Public talks by Canada’s National Security and Intelligence Adviser are rare events. When the current incumbent of the post, Jody Thomas, steps out of the shadows, attention should be paid.
Ms. Thomas is not quite two years into the job as NSIA, and it has been an eventful two years—no sooner had she occupied her digs at the PCO than the “Freedom convoy” descended on Ottawa in early 2021. Then there was the Russian invasion of Ukraine in February 2022; the highly public controversy over the handling of Chinese foreign interference, a media road show since November 2022;, and now the deeply destabilising effects of the Hamas attack on Israel on October 7, and the Israeli war to destroy Hamas. All of these crises land up on the desk of the NSIA, for both the international security implications they hold as well as their impacts on Canada’s domestic security and peace.
The NSIA’s talk, held in Ottawa and streamed online, covered a lot of ground. I won’t try to summarise it here, but will provide readers with a link to the event as soon as it is posted to the Centre for International Governance (CIGI) website. CIGI organised and hosted the talk, held at the Chateau Laurier hotel , once the headquarters for some of the Government’s intelligence and policy work during World War Two.
Ms. Thomas had much to say about efforts underway to improve the governance of national security, especially to ensure that all the intelligence that Canadian agencies collect is put to good use in actionable ways to inform decision-making. New measures include a special deputy minister’s committee on intelligence response and the creation of the National Security Council of Cabinet, chaired by the PM. She made clear that the distinguishing feature of the NSC is its ability to use intelligence to inform longer-term, strategic policy thinking on major security issues. In that sense it is far from a normal Cabinet committee, dealing with decisions on a flow of asks from departments and agencies contained in memorandum to Cabinet and adjudicating financial decisions. Ms. Thomas described some of the inputs to the NSC, including intelligence assessments, policy papers and briefings by deputy ministers. She said that NSC meetings involved “robust” discussions.
The NSIA also called attention to the recently launched consultations on key pieces of national security legislation, including the CSIS Act, and to the ways that the Foreign Interference Commission will provide valuable lessons in its reports in 2024.

DATASET CONTENT:
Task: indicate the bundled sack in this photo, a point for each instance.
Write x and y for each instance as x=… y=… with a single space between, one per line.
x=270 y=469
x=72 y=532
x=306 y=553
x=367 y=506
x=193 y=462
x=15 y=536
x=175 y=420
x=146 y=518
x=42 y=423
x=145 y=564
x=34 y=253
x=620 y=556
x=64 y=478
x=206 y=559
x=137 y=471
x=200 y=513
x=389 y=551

YOUR OBJECTIVE:
According to the passage about the national security adviser's talk, who chairs the National Security Council of Cabinet?

FINISHED TASK:
The Prime Minister.